[start of Dataset]

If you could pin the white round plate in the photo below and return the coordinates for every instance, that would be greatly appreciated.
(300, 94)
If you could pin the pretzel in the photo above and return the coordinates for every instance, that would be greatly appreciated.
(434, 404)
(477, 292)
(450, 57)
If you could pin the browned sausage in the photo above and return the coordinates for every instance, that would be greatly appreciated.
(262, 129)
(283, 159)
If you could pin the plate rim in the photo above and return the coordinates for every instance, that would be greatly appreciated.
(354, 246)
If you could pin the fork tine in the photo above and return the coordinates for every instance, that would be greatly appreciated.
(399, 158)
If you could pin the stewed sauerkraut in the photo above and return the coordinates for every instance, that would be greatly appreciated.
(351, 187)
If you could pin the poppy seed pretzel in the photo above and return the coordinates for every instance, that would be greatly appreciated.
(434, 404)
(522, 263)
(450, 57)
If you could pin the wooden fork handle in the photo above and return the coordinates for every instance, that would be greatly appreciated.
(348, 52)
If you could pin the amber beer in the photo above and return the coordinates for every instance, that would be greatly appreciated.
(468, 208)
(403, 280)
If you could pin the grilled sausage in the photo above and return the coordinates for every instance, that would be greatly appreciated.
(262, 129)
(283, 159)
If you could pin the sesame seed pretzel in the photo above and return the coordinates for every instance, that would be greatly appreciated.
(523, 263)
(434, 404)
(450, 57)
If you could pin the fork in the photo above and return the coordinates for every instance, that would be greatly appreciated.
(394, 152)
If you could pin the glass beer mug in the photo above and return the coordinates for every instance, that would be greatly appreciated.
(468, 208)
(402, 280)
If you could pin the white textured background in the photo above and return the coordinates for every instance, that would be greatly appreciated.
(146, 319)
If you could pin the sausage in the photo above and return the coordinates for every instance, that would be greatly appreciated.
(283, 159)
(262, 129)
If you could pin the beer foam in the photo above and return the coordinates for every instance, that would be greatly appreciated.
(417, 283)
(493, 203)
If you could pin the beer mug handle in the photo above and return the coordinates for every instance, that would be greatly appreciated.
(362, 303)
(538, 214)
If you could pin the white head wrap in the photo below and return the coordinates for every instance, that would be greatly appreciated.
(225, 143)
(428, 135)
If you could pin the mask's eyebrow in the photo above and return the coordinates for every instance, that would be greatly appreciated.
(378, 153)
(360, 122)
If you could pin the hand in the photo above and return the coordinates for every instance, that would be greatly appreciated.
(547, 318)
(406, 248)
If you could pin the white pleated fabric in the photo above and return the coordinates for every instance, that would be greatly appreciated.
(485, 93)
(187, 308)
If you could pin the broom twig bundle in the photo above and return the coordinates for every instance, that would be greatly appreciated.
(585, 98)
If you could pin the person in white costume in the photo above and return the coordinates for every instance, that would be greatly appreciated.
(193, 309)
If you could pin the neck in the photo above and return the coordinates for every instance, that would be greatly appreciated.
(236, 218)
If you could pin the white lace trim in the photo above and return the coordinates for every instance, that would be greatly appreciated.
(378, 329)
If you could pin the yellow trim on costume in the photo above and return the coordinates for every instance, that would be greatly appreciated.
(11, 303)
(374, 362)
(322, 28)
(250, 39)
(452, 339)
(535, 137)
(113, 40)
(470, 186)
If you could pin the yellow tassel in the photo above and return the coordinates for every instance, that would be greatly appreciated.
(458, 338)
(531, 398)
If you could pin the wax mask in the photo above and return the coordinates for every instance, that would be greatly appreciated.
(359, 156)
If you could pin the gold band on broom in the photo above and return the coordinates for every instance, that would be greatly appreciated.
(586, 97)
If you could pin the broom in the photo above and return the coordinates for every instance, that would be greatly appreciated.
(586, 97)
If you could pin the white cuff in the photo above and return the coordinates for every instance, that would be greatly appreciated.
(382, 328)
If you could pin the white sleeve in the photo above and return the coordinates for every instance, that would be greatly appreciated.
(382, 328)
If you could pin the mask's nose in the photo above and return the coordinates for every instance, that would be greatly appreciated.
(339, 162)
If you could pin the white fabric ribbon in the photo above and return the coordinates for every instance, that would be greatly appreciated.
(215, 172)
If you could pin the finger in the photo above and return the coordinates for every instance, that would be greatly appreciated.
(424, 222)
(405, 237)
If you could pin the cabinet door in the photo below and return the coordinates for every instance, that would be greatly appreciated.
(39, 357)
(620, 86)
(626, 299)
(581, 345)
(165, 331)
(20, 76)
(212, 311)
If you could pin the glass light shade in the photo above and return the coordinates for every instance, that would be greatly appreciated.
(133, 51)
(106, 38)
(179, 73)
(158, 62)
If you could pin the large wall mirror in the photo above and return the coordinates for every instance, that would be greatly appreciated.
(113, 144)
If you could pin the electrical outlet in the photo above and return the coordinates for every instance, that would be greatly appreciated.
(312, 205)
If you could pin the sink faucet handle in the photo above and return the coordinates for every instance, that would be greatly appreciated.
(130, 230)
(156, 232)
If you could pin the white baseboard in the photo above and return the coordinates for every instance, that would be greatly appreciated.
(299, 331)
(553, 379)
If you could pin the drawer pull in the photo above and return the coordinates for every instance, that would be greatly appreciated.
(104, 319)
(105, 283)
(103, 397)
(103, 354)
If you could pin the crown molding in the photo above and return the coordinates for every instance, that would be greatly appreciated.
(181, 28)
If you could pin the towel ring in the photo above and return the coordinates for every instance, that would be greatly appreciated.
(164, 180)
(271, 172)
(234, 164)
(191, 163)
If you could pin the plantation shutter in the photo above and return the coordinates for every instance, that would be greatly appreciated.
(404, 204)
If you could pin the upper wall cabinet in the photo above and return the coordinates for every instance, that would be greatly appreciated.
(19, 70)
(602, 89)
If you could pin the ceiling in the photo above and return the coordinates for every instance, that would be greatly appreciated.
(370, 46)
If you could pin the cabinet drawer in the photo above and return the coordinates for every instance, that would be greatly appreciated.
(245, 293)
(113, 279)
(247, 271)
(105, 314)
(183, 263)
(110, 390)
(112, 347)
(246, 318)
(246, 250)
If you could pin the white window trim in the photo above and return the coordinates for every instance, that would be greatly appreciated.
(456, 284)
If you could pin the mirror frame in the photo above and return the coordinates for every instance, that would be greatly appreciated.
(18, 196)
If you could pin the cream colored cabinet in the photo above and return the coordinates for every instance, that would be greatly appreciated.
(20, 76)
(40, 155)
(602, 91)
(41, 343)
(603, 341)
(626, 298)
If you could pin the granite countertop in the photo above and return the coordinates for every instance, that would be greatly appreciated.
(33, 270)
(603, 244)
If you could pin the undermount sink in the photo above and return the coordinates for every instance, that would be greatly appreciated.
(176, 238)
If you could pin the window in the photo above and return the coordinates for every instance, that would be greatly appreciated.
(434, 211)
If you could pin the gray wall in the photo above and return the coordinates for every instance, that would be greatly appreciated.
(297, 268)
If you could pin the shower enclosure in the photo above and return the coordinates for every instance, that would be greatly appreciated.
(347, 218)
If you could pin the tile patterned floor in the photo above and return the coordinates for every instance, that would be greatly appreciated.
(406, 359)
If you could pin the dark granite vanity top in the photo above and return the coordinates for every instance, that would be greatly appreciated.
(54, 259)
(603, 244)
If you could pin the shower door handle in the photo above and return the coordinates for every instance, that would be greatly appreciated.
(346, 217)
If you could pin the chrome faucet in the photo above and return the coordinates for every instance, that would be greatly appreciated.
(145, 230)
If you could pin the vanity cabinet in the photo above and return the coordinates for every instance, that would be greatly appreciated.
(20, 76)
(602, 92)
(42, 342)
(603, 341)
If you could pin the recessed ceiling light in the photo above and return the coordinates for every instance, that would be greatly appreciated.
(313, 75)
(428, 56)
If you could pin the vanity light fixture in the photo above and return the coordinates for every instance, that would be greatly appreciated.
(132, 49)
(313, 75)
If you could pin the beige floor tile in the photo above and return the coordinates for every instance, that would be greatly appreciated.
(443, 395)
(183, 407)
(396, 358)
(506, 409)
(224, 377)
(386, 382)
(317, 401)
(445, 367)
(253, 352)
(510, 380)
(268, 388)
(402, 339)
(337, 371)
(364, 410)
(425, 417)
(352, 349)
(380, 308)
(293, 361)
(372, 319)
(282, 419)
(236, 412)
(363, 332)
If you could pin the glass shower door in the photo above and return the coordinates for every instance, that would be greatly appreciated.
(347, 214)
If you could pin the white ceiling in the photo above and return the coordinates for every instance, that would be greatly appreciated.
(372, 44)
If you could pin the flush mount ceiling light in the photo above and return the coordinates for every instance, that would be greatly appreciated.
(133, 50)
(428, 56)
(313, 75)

[end of Dataset]

■ **Problem description**: Could you quote, exactly as they appear, the line containing "If you could pin the glass shower" and every line after it to the end of the records above?

■ **The response**:
If you could pin the glass shower door in the photo above and return the coordinates for every instance, that would be greatly appreciated.
(347, 214)
If you could pin the white ceiling in the photo above and return the coordinates for every instance, that would be greatly appreciated.
(372, 44)
If you could pin the flush mount ceiling light in the photo above and return the coordinates for every instance, that would be greatly appreciated.
(133, 50)
(428, 56)
(313, 75)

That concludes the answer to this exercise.